**Required work**. Reproduce exactly the lines below from the one containing "the form [295,398]." through the one containing "the form [76,217].", including both, and nothing else.

# # #

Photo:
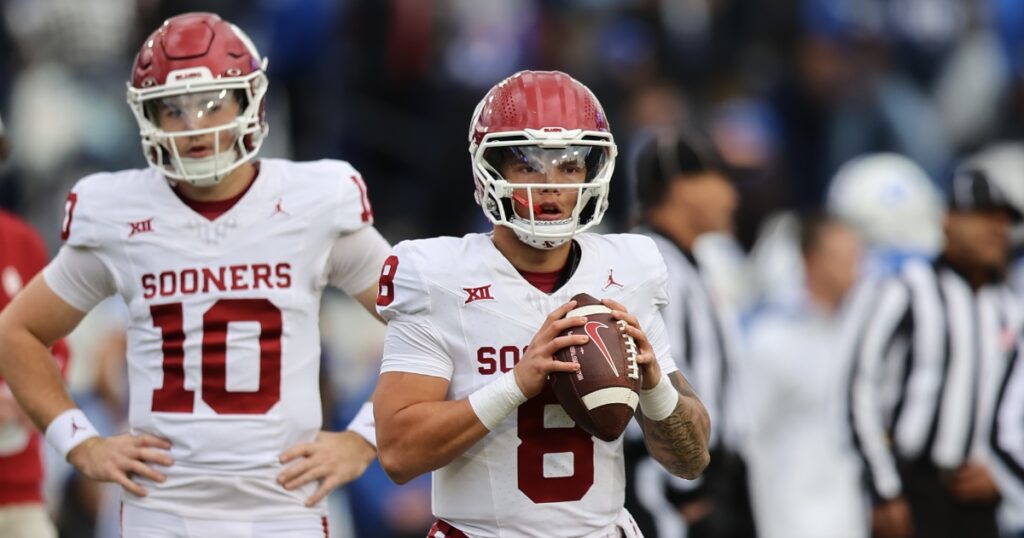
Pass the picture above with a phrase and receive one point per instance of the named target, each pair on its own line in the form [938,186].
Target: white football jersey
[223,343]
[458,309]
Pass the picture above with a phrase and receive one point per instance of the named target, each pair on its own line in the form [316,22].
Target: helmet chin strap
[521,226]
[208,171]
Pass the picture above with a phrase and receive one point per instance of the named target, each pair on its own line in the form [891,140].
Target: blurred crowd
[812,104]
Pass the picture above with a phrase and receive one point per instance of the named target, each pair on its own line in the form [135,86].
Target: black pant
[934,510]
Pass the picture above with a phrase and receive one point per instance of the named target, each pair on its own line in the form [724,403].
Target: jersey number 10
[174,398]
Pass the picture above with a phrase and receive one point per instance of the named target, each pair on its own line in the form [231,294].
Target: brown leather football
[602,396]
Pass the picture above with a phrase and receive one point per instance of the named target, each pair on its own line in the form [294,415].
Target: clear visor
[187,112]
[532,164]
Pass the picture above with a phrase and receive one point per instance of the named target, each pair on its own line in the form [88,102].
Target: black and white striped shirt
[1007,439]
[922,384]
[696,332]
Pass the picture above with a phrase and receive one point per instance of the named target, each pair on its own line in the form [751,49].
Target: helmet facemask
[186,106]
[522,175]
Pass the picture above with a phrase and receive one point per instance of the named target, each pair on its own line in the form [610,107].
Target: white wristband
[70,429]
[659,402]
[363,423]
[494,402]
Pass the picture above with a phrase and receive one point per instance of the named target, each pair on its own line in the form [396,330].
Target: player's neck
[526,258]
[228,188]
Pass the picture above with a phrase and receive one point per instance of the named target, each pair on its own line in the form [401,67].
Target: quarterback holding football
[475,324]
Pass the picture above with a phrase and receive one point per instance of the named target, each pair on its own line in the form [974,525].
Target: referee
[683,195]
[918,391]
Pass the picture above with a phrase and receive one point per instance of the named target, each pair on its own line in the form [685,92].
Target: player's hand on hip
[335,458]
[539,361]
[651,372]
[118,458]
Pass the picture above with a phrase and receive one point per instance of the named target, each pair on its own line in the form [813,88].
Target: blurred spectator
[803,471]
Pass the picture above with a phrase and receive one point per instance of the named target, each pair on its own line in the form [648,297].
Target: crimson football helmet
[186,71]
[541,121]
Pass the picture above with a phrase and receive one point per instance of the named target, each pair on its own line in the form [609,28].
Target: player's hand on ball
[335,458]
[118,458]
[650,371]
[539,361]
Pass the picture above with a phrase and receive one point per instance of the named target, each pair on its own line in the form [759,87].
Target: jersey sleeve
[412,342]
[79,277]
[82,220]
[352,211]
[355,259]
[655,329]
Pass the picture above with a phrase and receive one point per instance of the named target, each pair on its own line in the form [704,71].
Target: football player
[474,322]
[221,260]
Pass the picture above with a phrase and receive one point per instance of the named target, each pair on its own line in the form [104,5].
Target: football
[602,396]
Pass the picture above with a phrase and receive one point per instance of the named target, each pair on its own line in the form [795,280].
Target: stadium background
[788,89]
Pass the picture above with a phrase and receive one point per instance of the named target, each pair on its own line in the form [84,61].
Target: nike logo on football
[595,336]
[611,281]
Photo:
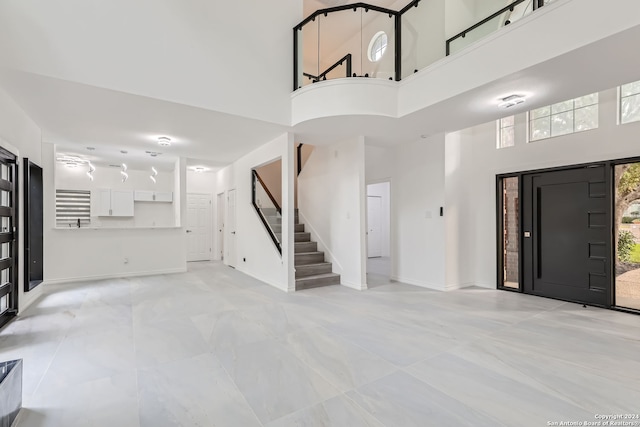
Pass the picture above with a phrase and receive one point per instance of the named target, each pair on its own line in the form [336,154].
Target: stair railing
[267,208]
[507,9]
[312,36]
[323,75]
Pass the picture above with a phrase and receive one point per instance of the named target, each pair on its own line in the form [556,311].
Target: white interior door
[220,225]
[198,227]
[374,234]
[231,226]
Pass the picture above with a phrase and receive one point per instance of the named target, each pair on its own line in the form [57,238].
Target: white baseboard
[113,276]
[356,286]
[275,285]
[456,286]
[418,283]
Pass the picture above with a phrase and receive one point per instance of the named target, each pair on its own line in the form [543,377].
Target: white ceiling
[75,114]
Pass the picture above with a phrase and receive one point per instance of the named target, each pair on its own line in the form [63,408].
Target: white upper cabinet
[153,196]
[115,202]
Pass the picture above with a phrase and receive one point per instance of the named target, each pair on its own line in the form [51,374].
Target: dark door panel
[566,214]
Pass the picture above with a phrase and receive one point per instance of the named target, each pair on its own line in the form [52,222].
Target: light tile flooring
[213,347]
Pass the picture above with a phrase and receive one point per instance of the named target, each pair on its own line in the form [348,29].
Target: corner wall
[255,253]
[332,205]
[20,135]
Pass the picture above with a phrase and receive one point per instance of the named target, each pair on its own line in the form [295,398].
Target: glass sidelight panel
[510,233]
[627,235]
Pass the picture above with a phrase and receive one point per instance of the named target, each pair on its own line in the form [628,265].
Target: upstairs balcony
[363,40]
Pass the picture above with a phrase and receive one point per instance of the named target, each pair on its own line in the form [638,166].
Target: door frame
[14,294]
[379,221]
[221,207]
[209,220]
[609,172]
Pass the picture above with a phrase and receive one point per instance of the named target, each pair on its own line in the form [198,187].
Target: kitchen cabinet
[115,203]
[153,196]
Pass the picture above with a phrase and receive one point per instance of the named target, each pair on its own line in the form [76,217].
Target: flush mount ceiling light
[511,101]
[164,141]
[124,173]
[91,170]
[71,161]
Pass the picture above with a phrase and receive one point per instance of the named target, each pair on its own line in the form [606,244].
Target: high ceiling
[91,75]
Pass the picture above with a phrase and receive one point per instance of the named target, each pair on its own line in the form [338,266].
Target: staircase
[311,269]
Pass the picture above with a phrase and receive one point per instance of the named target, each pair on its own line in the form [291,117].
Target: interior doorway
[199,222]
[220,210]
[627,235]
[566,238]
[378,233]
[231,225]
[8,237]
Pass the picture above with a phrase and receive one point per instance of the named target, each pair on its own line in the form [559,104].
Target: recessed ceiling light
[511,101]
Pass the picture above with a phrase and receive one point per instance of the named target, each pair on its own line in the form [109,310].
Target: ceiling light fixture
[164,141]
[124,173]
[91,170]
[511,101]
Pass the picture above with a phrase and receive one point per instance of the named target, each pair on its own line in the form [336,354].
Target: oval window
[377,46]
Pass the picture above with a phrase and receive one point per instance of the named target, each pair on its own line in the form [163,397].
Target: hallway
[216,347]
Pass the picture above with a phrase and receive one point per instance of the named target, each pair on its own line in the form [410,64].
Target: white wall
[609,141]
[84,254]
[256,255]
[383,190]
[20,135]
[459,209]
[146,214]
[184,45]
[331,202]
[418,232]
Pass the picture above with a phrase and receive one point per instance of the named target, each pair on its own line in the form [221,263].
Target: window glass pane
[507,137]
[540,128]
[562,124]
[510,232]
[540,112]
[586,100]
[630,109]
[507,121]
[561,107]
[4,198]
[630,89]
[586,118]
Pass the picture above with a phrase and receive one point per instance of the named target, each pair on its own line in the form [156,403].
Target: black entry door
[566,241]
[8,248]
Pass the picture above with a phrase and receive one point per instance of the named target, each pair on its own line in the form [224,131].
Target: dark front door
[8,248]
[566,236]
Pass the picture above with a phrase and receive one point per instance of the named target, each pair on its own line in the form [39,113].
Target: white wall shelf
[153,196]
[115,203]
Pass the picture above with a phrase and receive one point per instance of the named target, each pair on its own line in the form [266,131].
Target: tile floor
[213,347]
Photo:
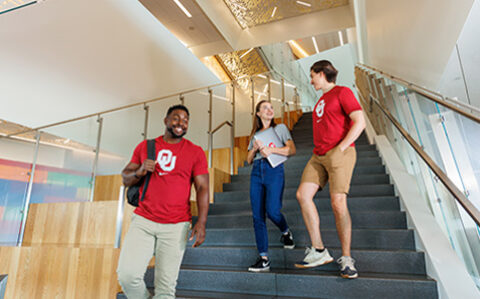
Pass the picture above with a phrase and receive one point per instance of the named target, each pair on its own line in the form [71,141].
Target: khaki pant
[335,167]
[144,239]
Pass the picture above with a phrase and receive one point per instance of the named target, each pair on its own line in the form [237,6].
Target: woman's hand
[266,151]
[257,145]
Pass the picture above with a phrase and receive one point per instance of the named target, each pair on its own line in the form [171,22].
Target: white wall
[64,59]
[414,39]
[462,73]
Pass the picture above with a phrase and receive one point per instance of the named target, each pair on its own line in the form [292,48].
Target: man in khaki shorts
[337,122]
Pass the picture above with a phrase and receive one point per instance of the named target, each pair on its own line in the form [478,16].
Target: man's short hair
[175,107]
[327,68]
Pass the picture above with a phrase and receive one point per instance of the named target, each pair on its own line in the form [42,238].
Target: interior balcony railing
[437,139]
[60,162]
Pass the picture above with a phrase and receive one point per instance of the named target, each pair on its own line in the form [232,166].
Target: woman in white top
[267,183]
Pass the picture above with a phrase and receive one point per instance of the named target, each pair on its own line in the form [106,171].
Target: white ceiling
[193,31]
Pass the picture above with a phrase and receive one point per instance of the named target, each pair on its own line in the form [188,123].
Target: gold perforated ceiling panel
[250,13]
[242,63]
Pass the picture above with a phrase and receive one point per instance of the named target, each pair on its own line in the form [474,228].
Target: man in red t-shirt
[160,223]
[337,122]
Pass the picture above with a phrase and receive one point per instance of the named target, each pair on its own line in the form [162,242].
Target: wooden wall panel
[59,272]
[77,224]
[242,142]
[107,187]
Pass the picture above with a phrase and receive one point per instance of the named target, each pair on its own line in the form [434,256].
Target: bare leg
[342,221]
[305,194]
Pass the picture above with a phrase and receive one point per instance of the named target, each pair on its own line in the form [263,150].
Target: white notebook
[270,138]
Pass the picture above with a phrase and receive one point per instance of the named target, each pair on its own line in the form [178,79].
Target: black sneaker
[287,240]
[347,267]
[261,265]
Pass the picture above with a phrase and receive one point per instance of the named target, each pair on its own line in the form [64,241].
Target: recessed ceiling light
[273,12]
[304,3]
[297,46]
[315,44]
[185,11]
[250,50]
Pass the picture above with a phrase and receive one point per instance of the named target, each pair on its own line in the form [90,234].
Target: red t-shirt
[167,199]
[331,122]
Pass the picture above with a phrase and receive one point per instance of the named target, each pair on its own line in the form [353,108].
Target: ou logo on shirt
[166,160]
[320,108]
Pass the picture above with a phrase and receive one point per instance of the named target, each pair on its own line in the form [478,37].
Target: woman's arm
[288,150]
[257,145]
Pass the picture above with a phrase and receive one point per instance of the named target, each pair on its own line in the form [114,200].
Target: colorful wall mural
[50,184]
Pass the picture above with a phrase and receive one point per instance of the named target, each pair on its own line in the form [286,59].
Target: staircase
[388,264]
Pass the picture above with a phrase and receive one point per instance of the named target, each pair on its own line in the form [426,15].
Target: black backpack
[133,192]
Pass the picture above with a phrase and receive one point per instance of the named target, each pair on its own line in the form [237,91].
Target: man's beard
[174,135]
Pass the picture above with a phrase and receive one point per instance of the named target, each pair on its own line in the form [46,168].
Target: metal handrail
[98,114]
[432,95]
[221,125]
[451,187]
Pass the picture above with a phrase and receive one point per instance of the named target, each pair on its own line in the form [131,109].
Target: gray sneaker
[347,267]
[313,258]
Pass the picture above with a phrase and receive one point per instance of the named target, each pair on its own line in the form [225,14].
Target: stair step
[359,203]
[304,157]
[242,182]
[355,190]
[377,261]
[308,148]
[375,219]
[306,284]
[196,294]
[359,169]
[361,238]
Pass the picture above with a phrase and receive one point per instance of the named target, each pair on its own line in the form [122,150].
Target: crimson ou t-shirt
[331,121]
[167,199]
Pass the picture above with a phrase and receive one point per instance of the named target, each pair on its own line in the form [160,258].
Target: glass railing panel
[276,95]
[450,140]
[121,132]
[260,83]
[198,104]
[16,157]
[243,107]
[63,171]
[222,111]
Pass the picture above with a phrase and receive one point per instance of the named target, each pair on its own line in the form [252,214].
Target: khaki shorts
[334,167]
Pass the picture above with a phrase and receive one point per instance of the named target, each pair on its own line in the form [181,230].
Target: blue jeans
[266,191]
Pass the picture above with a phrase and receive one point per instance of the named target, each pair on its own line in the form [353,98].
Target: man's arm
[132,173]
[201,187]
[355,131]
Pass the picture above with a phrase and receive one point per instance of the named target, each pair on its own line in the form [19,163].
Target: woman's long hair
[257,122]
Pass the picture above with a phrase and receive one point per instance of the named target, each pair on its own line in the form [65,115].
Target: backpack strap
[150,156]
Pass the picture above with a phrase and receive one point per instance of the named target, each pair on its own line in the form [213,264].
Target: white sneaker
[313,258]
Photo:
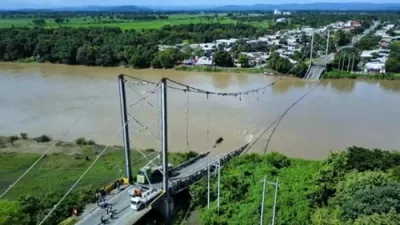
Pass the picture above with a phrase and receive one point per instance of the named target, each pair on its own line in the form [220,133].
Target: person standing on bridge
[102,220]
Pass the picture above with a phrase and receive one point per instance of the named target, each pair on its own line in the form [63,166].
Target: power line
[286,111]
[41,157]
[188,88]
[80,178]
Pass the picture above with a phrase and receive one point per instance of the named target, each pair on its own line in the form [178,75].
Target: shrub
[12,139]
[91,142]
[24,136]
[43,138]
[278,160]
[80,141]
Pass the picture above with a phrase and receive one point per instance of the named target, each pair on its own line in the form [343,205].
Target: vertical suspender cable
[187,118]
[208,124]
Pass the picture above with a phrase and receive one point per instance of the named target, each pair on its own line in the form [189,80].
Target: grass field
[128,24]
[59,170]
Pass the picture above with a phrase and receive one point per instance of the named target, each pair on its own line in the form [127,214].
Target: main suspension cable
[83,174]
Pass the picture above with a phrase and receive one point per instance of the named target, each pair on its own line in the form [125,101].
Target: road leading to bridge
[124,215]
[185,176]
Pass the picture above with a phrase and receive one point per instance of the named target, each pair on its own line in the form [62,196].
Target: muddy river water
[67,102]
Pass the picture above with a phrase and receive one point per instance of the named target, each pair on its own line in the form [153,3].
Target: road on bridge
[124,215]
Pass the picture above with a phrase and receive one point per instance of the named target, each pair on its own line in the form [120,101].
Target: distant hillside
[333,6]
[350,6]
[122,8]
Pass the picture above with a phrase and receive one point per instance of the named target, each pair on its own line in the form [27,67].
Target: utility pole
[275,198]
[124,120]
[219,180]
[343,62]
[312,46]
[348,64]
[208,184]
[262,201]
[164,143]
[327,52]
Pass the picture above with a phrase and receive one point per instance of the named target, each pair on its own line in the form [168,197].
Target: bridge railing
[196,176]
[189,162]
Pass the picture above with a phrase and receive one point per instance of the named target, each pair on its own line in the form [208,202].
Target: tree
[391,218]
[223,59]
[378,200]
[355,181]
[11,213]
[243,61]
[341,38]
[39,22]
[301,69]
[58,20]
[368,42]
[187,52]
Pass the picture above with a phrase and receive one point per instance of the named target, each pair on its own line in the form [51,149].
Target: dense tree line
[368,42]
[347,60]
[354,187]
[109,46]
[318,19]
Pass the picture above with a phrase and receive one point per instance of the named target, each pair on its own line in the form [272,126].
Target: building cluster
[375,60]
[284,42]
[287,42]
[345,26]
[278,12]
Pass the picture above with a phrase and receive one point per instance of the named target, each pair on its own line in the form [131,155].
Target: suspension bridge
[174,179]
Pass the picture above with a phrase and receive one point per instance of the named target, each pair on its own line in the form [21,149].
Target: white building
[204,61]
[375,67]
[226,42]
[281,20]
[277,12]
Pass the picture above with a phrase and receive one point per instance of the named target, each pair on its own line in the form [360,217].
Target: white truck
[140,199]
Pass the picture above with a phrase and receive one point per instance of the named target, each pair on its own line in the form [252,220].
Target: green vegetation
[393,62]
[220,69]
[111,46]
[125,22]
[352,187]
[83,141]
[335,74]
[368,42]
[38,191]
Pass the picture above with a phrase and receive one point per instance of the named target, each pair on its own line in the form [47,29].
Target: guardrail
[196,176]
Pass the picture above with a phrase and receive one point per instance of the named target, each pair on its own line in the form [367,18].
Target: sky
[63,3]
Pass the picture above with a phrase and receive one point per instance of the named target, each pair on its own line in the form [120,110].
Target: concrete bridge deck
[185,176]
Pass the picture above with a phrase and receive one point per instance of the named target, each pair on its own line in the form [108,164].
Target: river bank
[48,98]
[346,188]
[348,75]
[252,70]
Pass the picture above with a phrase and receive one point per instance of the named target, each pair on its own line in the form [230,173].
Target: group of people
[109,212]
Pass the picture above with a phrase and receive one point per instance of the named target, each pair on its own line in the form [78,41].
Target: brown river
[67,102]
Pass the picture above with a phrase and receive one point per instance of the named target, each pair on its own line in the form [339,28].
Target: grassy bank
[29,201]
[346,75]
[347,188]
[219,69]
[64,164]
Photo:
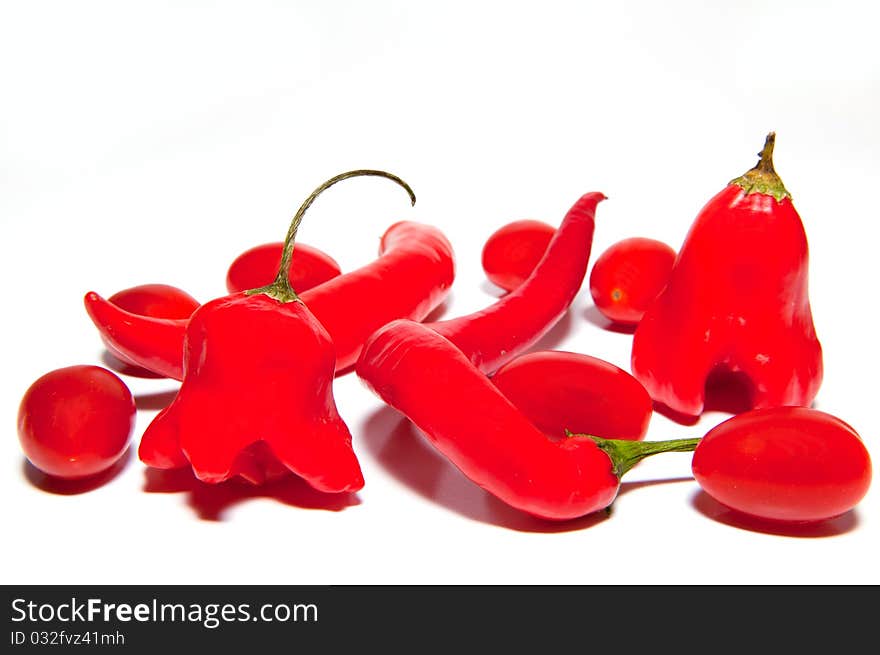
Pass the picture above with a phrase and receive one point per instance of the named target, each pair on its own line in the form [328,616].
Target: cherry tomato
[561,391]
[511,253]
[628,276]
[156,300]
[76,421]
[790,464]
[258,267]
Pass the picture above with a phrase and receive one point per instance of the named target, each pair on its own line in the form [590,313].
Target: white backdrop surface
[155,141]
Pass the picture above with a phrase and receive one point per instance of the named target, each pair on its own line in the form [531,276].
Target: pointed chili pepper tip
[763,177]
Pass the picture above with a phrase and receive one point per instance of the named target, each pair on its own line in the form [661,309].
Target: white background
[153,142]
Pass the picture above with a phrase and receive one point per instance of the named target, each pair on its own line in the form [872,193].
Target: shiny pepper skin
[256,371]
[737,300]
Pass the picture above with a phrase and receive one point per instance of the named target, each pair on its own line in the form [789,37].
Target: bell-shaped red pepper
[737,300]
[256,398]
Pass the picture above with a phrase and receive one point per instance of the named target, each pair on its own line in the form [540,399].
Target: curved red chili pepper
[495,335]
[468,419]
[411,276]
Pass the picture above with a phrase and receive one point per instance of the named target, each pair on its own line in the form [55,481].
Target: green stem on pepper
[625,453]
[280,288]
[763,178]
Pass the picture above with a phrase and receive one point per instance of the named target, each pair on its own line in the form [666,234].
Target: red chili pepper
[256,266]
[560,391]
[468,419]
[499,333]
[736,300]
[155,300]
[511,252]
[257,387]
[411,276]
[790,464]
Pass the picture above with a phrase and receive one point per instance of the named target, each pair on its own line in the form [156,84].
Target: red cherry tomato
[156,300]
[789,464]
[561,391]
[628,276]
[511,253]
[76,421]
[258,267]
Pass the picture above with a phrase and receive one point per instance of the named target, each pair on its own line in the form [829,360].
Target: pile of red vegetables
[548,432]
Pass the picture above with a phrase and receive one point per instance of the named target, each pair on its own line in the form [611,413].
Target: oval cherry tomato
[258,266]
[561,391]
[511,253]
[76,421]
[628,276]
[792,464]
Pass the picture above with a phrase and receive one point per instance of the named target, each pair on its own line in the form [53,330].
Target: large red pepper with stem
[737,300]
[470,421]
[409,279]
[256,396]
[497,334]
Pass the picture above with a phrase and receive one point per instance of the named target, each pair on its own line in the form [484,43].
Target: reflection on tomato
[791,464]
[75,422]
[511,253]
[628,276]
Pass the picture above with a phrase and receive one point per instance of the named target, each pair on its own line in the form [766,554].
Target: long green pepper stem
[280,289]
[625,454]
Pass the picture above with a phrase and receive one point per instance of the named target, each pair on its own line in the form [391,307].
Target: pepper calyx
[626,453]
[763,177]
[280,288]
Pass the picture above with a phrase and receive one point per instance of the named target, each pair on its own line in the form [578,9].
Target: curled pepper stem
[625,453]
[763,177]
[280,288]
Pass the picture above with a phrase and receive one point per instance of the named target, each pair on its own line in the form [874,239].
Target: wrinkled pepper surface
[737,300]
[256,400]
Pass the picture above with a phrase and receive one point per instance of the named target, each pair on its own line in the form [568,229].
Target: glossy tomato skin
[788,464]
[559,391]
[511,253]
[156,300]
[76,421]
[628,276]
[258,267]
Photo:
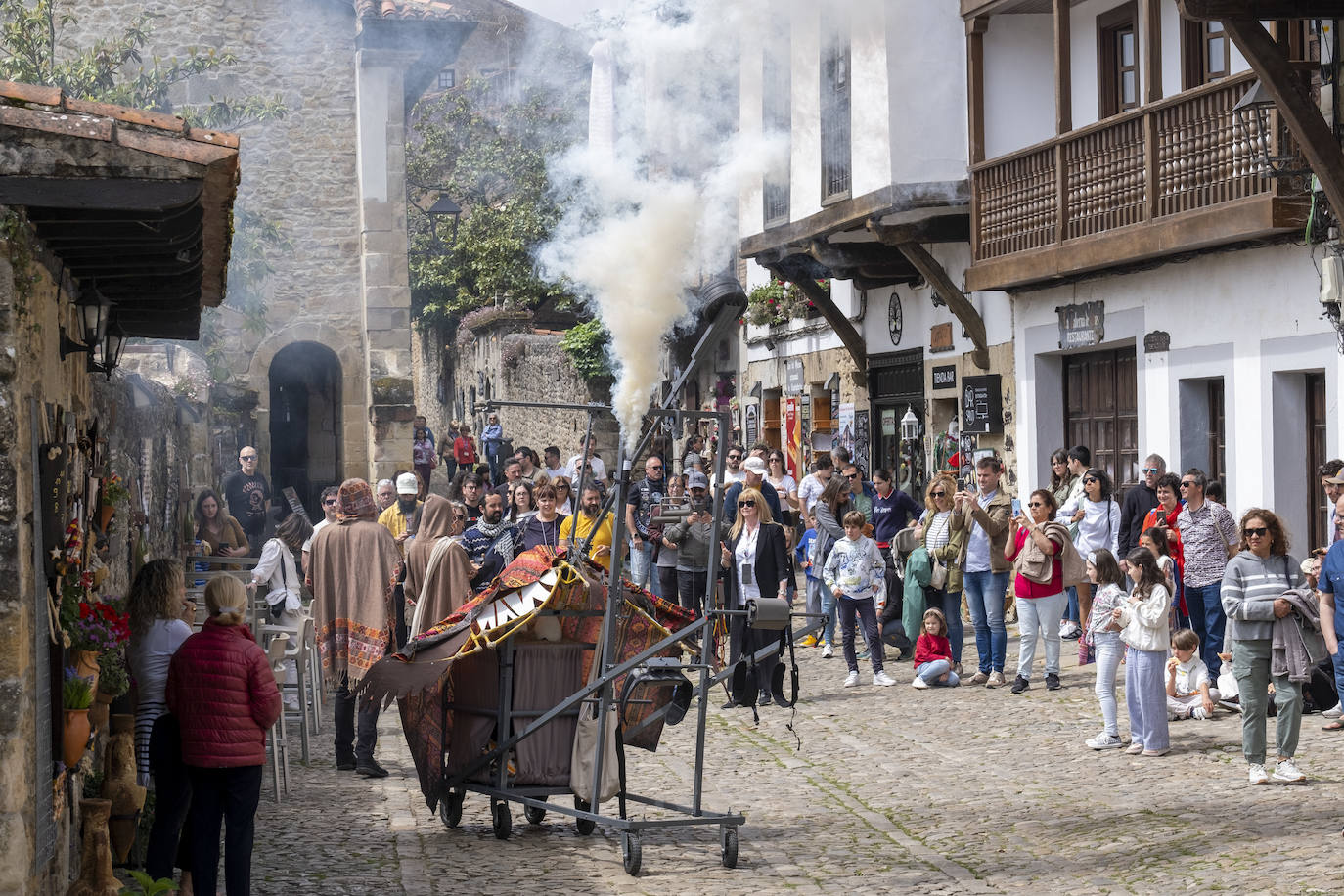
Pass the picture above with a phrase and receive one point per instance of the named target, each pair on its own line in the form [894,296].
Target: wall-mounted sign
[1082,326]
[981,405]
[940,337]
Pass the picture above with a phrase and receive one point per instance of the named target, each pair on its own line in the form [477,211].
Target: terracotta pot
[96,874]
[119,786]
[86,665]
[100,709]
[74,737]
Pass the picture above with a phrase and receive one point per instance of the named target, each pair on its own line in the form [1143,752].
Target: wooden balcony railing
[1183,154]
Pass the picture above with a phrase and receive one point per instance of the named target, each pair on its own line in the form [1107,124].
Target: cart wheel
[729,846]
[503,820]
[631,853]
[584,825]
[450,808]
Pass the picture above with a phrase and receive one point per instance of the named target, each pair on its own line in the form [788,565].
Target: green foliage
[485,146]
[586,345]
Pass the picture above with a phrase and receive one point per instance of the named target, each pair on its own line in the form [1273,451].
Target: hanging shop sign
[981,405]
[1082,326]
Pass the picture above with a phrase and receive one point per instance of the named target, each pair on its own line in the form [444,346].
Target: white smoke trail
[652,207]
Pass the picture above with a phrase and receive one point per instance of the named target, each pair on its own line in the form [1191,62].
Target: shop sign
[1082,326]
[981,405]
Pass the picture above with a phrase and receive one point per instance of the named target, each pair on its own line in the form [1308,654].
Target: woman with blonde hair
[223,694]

# # #

**Answer to this task**.
Pass the picture above with a phrase and receive one point per instance of the named target, each pair on its own line in the form [295,398].
Target: glass sidelight panel
[510,233]
[627,235]
Pass the picture above with a phrase and receive one point per instance of the named target, each pair on its own line in the form [628,265].
Target: upstairs balcony
[363,40]
Pass the picture above with a phrase and receive one point per instance of the named target, each pair on its own line in the form [638,166].
Target: door frame
[14,294]
[379,221]
[221,207]
[209,220]
[609,172]
Pass the picture above with a phrase and receive one point per instance of the named target, each pair on its own line in the form [198,187].
Target: kitchen cabinet
[115,203]
[153,196]
Pass the picture above with a phrase and receive one point per instance of the named target, each pair on its own line in the form [76,217].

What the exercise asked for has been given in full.